5 May 2011

ROAD

One day later, our medical school organized a dinner to celebrate the establishment of an honor society. Alumni with distinctions at professional examinations were invited. It was a wonderful evening where we met old friends and graduates from different years.

During the meeting, we could not help noticing a clear trend. While the popular specialties of the older generation were general surgery and medicine, graduates turned to the “ROAD of success” at the turn of the century. ROAD stands for four attractive specialties: Radiology, Ophthalmology, Anesthesia and Dermatology.

The advantage of getting on ROAD is obvious. The on-call duties are less demanding, most fellows get promoted soon after they have completed training, and the private market is blooming. When I asked friends practicing in those specialties, most claimed quality of life was the major reason behind their choice.

This I can understand. What intrigues me, however, is why the preference changed. Top graduates in the past were also free to choose the easier path, but they didn’t. Is it just a generation thing, as most people in the older generation love to say, or are there deeper reasons?

───

▸ **WORK INSTRUCTIONS**:
(A) Decide whether each statement about the passage on medical specialty choices agrees with it, answering yes or no and quoting the words of the passage that settle the matter. (i) The dinner marked the establishment of an honor society. (ii) In ROAD, the letter A stands for Anatomy. (iii) Most friends in those specialties named income as the major reason for their choice.
(B) Write the next part of the passage on medical specialty choices, picking up after its final question.

Stored entries:
───

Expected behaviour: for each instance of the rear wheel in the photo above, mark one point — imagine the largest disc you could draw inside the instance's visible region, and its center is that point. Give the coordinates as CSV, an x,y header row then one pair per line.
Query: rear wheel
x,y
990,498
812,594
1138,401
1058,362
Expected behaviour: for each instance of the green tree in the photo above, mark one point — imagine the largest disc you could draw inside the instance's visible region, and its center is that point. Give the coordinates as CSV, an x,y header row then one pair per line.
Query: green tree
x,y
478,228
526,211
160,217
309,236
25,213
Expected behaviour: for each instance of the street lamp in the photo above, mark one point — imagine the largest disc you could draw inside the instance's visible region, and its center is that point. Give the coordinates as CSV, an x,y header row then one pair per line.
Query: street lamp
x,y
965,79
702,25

───

▸ **EXPECTED OUTPUTS**:
(A)
(i) Yes: "our medical school organized a dinner to celebrate the establishment of an honor society."
(ii) No: "ROAD stands for four attractive specialties: Radiology, Ophthalmology, Anesthesia and Dermatology."
(iii) No: "most claimed quality of life was the major reason behind their choice."

(B)
While the generation change is obvious, I am reluctant to take this as the sole explanation. If you ask 100 medical school applicants at the entrance interview, 100 of them will tell you they do not mind hard work and are not doing medicine for money, and I believe them. If they state otherwise, I would not hesitate to reject their application. No, this is not about moral judgment. This is about intelligence. If you want a big pay check and leisurely work, medicine is a dumb choice. So, if these enthusiastic youngsters suddenly consider the thing they despised important by the time they graduate, our education has been killing their dream.

To satisfy my curiosity, I reversed the question and asked senior clinicians why they chose general surgery and medicine. This time, the most common response was the satisfaction of managing a broad range of medical conditions.

This would make sense. ROAD was less well developed 2 to 3 decades ago and provided less job satisfaction then. Over the years, these newer specialties have advanced a lot. On the other hand, you like it or not, practitioners in general surgery and medicine are also focusing on a much narrower field nowadays. If the job satisfaction and breadth of practice do not differ much, it is not surprising that other factors come into play in career decisions.